*RECORDS FOR THIS EXERCISE:*
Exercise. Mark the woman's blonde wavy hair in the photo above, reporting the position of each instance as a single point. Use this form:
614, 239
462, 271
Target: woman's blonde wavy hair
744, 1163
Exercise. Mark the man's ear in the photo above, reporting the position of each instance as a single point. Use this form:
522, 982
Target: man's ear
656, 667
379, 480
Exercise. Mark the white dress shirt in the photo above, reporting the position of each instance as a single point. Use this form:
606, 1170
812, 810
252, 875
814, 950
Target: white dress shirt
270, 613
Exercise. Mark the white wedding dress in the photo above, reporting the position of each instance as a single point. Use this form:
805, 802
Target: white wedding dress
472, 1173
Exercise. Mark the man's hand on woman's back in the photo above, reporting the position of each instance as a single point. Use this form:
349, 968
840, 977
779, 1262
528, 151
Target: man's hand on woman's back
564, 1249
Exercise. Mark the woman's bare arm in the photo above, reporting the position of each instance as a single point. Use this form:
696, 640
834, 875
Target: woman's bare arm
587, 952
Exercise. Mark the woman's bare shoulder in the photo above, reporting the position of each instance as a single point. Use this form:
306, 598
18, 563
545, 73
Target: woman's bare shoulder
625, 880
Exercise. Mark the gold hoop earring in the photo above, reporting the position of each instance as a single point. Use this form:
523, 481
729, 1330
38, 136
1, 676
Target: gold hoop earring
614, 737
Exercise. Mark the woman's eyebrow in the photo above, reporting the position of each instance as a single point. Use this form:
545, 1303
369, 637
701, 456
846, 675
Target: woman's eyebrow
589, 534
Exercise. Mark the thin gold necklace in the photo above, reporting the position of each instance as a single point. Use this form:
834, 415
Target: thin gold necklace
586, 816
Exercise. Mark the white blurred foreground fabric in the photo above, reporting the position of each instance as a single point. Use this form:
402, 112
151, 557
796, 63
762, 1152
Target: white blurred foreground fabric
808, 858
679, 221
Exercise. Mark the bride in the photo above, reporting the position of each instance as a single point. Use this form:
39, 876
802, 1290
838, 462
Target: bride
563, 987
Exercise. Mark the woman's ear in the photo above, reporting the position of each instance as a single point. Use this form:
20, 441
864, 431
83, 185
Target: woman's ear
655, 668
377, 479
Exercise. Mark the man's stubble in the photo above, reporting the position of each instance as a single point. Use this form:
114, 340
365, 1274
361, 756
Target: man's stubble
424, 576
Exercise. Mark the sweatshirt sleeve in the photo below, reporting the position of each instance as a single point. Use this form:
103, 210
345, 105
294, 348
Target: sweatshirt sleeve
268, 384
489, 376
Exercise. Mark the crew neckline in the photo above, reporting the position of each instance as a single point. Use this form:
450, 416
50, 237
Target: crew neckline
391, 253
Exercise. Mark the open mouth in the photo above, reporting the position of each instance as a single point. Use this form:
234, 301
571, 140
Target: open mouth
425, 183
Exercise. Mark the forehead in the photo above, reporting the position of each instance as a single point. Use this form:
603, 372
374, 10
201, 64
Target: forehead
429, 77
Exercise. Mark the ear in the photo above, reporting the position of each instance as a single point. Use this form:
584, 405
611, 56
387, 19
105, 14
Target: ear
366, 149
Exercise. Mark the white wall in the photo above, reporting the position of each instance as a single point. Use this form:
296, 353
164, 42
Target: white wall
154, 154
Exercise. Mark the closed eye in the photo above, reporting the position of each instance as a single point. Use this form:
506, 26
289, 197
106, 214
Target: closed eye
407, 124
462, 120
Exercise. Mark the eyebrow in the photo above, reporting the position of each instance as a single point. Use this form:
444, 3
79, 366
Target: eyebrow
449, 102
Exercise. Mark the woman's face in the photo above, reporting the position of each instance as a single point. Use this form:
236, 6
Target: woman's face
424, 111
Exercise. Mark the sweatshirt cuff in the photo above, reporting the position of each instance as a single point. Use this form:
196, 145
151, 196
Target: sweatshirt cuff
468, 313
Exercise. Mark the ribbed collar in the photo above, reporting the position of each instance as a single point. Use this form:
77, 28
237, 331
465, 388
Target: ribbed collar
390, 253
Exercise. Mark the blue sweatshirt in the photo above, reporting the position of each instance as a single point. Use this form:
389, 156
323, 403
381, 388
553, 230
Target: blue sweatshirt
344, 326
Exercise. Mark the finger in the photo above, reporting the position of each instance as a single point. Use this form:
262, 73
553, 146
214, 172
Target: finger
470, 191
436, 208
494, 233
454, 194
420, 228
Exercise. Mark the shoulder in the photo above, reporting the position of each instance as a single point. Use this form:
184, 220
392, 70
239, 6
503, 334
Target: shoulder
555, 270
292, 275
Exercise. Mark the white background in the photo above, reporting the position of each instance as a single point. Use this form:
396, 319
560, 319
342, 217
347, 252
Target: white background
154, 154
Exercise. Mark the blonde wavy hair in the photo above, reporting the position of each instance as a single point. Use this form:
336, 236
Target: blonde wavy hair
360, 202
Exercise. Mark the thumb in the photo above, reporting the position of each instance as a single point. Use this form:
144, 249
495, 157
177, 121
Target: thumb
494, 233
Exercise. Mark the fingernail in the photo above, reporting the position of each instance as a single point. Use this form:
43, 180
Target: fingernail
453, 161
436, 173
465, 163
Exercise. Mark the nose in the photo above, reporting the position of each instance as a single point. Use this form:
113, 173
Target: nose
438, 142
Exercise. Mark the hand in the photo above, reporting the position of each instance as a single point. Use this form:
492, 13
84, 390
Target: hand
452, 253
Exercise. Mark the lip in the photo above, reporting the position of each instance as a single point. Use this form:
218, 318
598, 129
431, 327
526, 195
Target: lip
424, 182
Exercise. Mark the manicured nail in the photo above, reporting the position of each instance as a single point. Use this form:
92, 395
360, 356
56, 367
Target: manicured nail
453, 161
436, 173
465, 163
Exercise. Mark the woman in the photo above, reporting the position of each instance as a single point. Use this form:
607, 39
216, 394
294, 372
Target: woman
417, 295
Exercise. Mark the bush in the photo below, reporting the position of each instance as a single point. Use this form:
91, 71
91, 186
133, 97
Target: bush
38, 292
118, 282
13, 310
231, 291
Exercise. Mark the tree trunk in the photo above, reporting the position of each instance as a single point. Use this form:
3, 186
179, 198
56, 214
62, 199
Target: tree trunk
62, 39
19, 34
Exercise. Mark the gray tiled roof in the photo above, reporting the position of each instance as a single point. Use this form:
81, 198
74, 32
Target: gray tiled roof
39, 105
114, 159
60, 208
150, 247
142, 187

*SHORT PROBLEM:* Give all the records again. Match them exactly.

*OUTPUT:*
Exercise. Mark the woman's blonde wavy hair in the photo above, reporting the position of each instance as a single point. Use this form:
614, 239
462, 271
Target: woman's blonde wavy hair
744, 1163
Exercise. Mark the man's ear in the photo above, reporting the position of each instance as a single point. Use this form:
522, 982
Target: man's ear
656, 667
379, 480
Exercise. Mark the white dress shirt in the photo above, reporting the position of each instance as a single point. Use this form:
606, 1170
812, 810
252, 875
814, 950
Target: white dress shirt
270, 613
Exercise. Mark the white wedding dress in the photo above, reporting the position of each instance as a single point. Use this form:
805, 802
Target: white wedding dress
472, 1173
Exercise. Mark the man's hand on woman's back in the photo above, reporting the position of each instance as a single point. Use this form:
349, 968
840, 977
779, 1262
528, 151
Target: man's hand on woman's back
564, 1249
Exercise. Mark the woman's bare arm in the photo above, reporting the position of each instance as a single point. Use this form:
696, 640
834, 875
Target: woman's bare arm
587, 952
Exercise. Mark the woman's bare shoulder in the photo above, reporting the position of each instance as a single point. Use this form:
306, 598
18, 563
545, 73
Target: woman's bare shoulder
625, 880
Exercise. Mark the gold hoop earring in the photo above, reporting the position of each instance as a single point. Use this form:
523, 481
729, 1330
38, 136
1, 676
Target: gold hoop earring
614, 737
Exercise. Mark the woman's eyebrow in the photo above, reporting the position of each instance as a single point. Use this form:
545, 1303
369, 637
701, 456
846, 675
Target: woman's eyebrow
589, 534
Exercise. Mark the thin gold necklace in the photo above, reporting the position of each instance as a single point. Use this form:
834, 415
Target: thin gold necklace
586, 816
Exercise. Mark the white blurred foreground fabric in the photo above, reporting the position of each instance as a single point. Use this form:
402, 112
151, 557
796, 63
762, 1152
Target: white blurred foreground fabric
808, 858
679, 221
Exercise. Mark the bride in the photo above, reporting the position of each instance as a single point. Use this form:
39, 876
802, 1290
838, 462
Target: bride
563, 987
Exercise. Mark the woman's ear in the photo above, reporting the position of each instance as a single point. Use this form:
20, 441
864, 431
83, 185
Target: woman's ear
655, 668
377, 479
Exercise. Mark the man's stubble in the photo above, reporting the position of each instance as a single point. Use this form:
114, 340
365, 1274
361, 756
Target: man's stubble
424, 576
Exercise. Mark the sweatshirt sleeve in the photo below, reporting the position of each instance as a single point. Use this form:
103, 210
345, 105
294, 348
Target: sweatshirt sleeve
268, 384
489, 376
Exercise. Mark the crew neckline in the photo above, reporting the position of each instance as a single point. Use this form:
450, 416
50, 237
Target: crew neckline
391, 253
Exercise. Mark the open mouth in the photo above, reporting the position of each instance as a single point. Use this form:
234, 301
571, 140
Target: open mouth
425, 183
Exercise. Mark the forehead in the photo above, reporting the position of each instance as a single point. Use this form:
603, 372
374, 10
201, 64
Target: forehead
429, 77
Exercise. Mark the ear in the photo above, reporting the position of each instance as a single point. Use this form:
584, 405
611, 56
387, 19
105, 14
Target: ear
366, 149
Exercise. Mark the white wall in the photo above, reporting the position of each instance as a single point. Use this form:
296, 353
164, 42
Target: white wall
154, 154
Exercise. Mark the closed eye in the photo above, reporting the position of each instance as a single point. Use this form:
506, 26
289, 197
106, 214
Target: closed eye
407, 124
462, 120
Exercise. Mark the eyebrow in the photo above, reporting the position of each instance as a single point. Use this form:
444, 3
79, 366
Target: eyebrow
449, 102
Exercise. Mark the woman's face in the photo above, reporting the position of each instance as a single point. Use this form:
236, 6
Target: woman's face
424, 111
Exercise. Mark the sweatshirt cuff in the photo above, reporting the position of each instance as a single point. Use this form:
196, 145
151, 196
Target: sweatshirt cuff
468, 313
Exercise. Mark the ribbed collar in the photo above, reporting the position of each instance as a single point. Use this form:
77, 28
237, 331
465, 388
Target: ribbed collar
390, 253
Exercise. Mark the blue sweatshirt in the photo above, reporting the position of each instance as a single point. Use this form:
389, 156
323, 403
381, 388
553, 230
Target: blue sweatshirt
344, 326
Exercise. Mark the finger in the photo above, reporting the position of each instance as a single point. Use this form:
262, 73
553, 146
214, 172
Target: finger
470, 191
436, 208
494, 233
454, 194
420, 228
Exercise. Mark the shoulder in the photo above, reporting the position of each instance as a single point. Use this form:
184, 220
392, 70
239, 6
503, 334
Target: shoulder
555, 270
292, 275
Exercise. Mark the white background in the photo above, reporting the position of each instance as a single point. Use this form:
396, 319
560, 319
342, 217
347, 252
Target: white background
154, 154
Exercise. Mark the blonde wavy hair in the photo above, reporting the position of each instance as a single point. Use this form:
336, 236
Target: blonde wavy hair
360, 202
Exercise. Mark the thumb in the photo above, reporting the position of each instance as a single point. Use this form:
144, 249
495, 157
177, 121
Target: thumb
494, 233
Exercise. Mark the fingernail in the photo above, reporting the position of each instance as a single point. Use this form:
43, 180
Target: fingernail
453, 161
436, 173
465, 163
Exercise. Mark the nose in the photo above, reporting the position of each instance as a single point. Use this form:
113, 173
Target: nose
438, 142
Exercise. Mark the hand in the photo above, reporting the position of each instance as a single point. Use this form:
492, 13
84, 390
Target: hand
452, 253
Exercise. Mark the lip in the photo above, reporting the position of each instance as a single point. Use this form:
218, 318
598, 129
431, 327
526, 195
Target: lip
424, 182
Exercise. Mark the manicured nail in the photo above, reporting the position of each instance as a single point. Use this form:
92, 395
360, 356
56, 367
Target: manicured nail
453, 161
436, 173
465, 163
Exercise. Mark the woman in the photo above, reporting the position of each instance as a single point. Use this form:
607, 39
216, 394
294, 372
Target: woman
417, 295
Exercise. Mark the bush in the photo below, reporting the position of each instance as a single point. Use this form:
91, 71
91, 186
133, 97
Target: bush
38, 292
118, 282
13, 310
231, 291
Exercise. Mark the tree trunk in the photo above, reporting the position of each instance as a single point. Use this form:
3, 186
179, 198
56, 214
62, 199
Target: tree trunk
62, 39
19, 34
Exercise. Mark the gray tiled roof in the photo above, reporting the position of each instance as a single point. Use this form:
81, 198
74, 32
Target: gray tiled roof
39, 105
114, 159
60, 208
150, 247
142, 187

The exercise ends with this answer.